======== EXERCISE TEXT

The original business idea was triggered by a couple of pharmacists. They were keen to restructure workflows effectively in the modern pharmacy. In 1997 the first automated storage and dispensing system was installed in a Dresden pharmacy. Today about 10,000 pharmacies and hospitals all over the world are using Rowa Systems. PharmaXie, presented as the pharmacy of the future at the world fair Expo 2000, was equipped with Rowa storage and dispensing systems.

== Product range ==
Rowa produces and distributes automated stock handling systems for pharmacies. These systems are developed individually for each pharmacy or hospital. Like in a high-bay warehouse, medicaments are stored in random storage according to their size and height. These systems are developed individually for each pharmacy or hospital and store medication supplies as if in a high-bay warehouse without being ordered by size or depth. With high flexibility of the size, the systems can be adapted to the particular requirements of each pharmacy.

================
======== PROVIDED INFORMATION

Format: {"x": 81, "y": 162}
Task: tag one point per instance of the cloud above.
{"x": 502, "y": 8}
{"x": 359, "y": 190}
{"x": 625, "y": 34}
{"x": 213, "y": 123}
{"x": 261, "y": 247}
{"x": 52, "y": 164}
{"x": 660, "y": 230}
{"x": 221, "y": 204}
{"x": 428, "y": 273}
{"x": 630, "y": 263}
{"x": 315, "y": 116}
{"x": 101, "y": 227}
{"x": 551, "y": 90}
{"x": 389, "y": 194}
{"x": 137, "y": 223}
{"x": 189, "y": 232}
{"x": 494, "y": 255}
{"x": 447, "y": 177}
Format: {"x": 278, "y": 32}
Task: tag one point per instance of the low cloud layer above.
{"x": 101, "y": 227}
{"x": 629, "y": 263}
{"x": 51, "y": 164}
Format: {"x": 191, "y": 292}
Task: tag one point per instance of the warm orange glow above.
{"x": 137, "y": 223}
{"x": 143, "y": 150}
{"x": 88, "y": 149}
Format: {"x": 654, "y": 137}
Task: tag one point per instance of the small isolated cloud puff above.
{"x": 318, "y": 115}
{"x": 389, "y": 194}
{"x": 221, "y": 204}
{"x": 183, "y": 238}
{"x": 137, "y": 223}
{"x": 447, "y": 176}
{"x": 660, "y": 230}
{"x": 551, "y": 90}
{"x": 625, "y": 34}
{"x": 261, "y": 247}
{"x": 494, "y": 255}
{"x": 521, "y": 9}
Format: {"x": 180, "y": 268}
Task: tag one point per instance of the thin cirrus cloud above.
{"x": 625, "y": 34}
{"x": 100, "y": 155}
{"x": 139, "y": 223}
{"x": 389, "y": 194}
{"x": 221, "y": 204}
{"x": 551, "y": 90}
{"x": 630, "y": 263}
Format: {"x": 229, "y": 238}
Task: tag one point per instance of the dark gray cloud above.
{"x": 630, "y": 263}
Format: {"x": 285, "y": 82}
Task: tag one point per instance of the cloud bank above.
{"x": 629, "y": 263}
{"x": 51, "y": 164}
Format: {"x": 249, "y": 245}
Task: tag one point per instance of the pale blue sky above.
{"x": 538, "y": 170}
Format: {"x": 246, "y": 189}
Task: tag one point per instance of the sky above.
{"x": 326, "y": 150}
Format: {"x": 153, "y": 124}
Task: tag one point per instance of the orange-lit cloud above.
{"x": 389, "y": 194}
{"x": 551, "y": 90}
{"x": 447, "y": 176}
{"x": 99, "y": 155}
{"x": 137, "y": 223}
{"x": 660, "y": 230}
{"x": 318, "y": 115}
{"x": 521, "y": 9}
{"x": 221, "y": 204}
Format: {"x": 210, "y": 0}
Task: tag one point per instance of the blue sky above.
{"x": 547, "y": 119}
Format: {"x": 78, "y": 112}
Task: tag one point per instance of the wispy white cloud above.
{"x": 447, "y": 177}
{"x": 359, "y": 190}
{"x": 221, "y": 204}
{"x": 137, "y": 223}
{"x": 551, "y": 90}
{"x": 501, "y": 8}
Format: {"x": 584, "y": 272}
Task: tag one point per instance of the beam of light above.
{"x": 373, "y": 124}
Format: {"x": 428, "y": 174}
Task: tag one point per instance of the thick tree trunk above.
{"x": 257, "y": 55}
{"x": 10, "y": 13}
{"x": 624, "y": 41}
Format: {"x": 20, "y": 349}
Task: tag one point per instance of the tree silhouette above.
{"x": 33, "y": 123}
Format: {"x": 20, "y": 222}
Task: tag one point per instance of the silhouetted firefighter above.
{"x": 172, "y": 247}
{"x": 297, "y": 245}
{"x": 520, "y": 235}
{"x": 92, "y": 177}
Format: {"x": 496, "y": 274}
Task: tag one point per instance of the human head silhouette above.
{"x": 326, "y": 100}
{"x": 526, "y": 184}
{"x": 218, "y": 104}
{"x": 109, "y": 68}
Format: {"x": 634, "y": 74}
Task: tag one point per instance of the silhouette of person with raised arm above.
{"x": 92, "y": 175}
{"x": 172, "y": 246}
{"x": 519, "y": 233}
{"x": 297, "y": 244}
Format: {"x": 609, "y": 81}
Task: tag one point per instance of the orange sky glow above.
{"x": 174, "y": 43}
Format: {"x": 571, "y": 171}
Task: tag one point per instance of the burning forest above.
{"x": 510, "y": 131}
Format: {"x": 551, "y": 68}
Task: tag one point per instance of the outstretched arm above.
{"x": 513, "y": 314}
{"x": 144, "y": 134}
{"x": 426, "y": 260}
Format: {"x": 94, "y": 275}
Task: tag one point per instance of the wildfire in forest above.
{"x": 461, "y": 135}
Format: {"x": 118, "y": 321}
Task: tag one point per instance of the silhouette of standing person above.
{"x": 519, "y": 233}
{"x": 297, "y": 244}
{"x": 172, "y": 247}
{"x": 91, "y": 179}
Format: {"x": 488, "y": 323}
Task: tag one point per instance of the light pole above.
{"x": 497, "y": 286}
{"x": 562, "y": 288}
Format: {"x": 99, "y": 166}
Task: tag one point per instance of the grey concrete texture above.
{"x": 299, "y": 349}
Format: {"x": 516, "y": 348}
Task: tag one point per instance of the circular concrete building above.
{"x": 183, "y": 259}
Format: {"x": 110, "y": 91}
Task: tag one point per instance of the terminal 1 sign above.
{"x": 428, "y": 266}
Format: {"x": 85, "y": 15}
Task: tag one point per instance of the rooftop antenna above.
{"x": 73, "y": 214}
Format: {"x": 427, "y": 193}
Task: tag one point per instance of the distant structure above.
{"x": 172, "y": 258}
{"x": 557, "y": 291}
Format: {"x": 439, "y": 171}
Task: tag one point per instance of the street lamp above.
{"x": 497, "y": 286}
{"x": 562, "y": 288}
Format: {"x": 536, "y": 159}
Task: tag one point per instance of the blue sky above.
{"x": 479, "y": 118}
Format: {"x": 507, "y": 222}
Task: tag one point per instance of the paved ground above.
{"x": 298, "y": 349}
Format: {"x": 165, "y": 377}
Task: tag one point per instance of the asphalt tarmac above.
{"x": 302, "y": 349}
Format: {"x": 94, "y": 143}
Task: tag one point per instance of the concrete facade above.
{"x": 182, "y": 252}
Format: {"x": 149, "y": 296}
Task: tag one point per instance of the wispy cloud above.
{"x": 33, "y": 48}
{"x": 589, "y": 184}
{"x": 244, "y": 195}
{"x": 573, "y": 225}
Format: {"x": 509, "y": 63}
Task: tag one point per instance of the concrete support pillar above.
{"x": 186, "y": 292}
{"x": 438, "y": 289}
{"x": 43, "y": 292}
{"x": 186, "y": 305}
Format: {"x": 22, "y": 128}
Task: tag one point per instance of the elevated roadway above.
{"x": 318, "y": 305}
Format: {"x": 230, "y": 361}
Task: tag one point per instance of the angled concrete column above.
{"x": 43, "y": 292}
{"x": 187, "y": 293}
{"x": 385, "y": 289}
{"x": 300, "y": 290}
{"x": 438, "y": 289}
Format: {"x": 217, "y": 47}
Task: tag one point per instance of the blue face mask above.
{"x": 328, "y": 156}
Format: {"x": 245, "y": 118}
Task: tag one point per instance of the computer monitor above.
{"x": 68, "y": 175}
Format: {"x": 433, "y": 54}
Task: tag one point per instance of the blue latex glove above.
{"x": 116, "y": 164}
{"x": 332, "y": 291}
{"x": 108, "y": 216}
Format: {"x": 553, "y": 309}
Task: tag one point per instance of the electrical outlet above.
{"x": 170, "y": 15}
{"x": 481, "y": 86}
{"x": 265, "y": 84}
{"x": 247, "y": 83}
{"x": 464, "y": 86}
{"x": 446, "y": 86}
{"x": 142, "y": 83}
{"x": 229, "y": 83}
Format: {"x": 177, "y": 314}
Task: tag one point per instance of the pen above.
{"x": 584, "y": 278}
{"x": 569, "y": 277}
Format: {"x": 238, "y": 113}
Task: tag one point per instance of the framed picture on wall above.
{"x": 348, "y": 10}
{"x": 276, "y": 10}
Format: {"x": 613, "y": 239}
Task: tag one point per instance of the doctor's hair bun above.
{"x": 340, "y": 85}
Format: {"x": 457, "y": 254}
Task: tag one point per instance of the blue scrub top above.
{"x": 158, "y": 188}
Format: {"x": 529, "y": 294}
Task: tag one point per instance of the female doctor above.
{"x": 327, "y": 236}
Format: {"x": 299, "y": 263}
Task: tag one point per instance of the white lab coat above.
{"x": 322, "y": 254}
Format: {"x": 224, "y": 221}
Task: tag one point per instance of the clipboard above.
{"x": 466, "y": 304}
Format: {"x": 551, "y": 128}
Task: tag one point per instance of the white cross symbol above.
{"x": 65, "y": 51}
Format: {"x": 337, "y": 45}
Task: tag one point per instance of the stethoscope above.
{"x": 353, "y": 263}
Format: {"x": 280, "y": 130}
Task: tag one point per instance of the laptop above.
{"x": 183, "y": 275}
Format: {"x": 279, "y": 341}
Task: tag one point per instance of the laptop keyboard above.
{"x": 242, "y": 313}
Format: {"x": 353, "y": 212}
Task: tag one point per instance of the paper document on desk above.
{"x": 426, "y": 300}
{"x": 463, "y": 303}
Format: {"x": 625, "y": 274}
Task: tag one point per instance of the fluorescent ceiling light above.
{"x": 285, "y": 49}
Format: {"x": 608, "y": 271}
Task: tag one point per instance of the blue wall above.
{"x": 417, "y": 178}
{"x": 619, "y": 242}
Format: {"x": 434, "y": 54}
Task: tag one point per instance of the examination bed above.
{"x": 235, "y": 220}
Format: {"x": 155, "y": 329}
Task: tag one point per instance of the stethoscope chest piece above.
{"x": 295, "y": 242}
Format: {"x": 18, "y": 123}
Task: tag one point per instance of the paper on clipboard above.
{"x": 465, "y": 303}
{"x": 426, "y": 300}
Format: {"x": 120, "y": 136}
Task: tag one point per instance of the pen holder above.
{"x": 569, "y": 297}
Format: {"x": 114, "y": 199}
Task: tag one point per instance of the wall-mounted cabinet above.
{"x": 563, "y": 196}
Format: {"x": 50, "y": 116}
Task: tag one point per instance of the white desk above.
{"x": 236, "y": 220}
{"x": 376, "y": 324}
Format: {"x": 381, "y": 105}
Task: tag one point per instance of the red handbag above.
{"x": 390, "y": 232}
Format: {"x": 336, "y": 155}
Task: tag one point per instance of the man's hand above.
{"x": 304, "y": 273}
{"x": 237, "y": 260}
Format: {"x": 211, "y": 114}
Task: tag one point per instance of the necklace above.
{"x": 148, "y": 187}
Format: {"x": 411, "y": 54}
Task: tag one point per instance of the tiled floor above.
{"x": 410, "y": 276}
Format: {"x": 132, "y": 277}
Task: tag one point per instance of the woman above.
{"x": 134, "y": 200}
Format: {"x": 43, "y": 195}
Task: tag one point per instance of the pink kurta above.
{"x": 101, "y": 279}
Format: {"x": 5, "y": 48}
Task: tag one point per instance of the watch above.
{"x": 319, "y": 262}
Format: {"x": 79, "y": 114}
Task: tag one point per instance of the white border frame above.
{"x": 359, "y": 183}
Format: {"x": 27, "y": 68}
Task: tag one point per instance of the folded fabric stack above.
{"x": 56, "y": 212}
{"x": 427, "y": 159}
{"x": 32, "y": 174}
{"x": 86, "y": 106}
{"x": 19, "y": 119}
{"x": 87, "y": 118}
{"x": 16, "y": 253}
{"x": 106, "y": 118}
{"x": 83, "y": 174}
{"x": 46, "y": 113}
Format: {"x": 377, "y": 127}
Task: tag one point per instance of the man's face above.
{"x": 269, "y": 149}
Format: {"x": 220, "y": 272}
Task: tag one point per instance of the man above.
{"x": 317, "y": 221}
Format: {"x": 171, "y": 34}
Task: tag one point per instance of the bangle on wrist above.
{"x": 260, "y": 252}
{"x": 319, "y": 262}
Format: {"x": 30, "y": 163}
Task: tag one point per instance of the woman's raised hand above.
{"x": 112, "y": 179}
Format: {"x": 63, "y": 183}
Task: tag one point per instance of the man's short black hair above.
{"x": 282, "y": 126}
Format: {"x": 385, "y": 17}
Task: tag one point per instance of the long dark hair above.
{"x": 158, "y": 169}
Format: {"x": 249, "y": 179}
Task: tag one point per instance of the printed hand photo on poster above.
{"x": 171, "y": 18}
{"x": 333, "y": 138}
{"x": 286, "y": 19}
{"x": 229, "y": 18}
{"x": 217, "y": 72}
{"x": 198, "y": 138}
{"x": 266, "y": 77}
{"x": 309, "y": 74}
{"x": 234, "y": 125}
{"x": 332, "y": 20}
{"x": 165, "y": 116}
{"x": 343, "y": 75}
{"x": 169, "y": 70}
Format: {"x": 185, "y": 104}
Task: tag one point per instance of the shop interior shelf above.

================

> _INSTRUCTIONS_
A. Answer these questions using the Rowa text:
(i) In what year and in which city was the first automated storage and dispensing system installed?
(ii) About how many pharmacies and hospitals around the world use Rowa Systems today?
(iii) According to the "Product range" section, how are medicaments stored?
B. Carry the Rowa text forward, beginning right after its last sentence.
The data have nothing to do with the Rowa text.

> _TASK RESULTS_
A.
(i) 1997, in Dresden.
(ii) About 10,000.
(iii) In random storage according to their size and height, as in a high-bay warehouse.

B.
Additional options include fully automated storage, or a consultation and dispensing terminal for pharmacies. In the latter case, patients can get advice through a video-conferencing facility and medicine can be dispensed remotely. This system, known as Visavia, is currently being contested in Germany. As a result of a decision (Reference Number 3C 30.09 and 31.09) by the German Federal Administrative Court, it is only partially approved. In other countries this type of terminal is in extensive use.